-------- ENTRIES --------

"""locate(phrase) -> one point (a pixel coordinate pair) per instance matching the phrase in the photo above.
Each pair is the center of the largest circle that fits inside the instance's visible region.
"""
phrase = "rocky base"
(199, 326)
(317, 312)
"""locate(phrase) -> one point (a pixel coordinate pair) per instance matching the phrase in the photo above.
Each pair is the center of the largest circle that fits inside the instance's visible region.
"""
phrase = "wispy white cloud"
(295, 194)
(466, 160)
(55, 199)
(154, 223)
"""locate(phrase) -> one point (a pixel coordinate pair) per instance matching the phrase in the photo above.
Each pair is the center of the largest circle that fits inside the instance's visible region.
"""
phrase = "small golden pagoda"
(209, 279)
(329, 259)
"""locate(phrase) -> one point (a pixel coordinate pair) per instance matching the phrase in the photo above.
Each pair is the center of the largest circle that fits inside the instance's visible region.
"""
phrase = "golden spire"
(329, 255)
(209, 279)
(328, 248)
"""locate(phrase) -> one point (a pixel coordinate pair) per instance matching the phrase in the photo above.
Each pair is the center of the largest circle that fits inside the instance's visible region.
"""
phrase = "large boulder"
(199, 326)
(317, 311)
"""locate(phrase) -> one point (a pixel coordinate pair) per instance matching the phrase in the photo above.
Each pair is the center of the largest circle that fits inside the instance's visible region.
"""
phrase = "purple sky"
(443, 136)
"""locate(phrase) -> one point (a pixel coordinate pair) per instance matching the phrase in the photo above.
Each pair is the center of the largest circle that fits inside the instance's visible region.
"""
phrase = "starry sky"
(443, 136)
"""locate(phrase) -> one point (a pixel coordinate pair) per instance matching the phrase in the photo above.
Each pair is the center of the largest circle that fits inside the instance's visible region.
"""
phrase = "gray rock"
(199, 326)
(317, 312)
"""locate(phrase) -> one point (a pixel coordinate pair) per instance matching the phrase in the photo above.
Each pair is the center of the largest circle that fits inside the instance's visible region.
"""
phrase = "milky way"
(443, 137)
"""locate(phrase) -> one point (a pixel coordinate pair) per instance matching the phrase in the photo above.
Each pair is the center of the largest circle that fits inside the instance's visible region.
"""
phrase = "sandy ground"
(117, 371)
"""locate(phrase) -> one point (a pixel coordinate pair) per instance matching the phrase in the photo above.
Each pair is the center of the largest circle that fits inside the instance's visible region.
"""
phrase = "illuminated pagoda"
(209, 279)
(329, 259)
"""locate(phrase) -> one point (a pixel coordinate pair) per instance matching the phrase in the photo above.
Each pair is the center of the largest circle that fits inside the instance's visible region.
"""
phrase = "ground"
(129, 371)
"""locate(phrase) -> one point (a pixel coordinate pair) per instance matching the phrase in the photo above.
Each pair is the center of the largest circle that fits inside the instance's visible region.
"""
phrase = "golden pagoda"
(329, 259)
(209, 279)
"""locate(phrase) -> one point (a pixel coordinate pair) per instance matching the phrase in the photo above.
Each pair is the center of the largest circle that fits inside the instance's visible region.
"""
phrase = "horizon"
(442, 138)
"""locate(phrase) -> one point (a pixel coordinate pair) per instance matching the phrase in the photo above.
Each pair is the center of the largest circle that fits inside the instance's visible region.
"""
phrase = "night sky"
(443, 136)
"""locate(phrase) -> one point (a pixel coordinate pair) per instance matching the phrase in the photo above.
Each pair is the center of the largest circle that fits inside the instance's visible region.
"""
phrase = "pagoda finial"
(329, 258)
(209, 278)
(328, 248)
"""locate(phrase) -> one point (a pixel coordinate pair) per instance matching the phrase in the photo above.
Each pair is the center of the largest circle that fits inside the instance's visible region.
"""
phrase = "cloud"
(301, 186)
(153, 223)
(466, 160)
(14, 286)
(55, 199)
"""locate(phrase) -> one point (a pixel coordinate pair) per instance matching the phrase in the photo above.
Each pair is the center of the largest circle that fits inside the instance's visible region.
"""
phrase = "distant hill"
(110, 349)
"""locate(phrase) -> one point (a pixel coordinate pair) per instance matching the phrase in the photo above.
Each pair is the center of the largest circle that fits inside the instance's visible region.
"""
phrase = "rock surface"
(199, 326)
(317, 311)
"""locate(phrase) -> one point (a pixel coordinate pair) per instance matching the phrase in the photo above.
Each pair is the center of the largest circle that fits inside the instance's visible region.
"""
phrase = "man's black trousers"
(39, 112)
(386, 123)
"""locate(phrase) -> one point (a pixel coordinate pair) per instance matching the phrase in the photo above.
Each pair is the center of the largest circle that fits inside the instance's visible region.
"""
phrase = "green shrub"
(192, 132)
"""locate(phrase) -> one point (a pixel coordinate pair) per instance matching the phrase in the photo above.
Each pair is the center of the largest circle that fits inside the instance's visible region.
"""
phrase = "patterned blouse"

--------

→ **STATED TASK**
Pull out every line of the records above that contains the string "cloud", treating uppercase and lowercase as different.

→ **IN RESPONSE**
phrase = "wispy white cloud"
phrase = "cloud"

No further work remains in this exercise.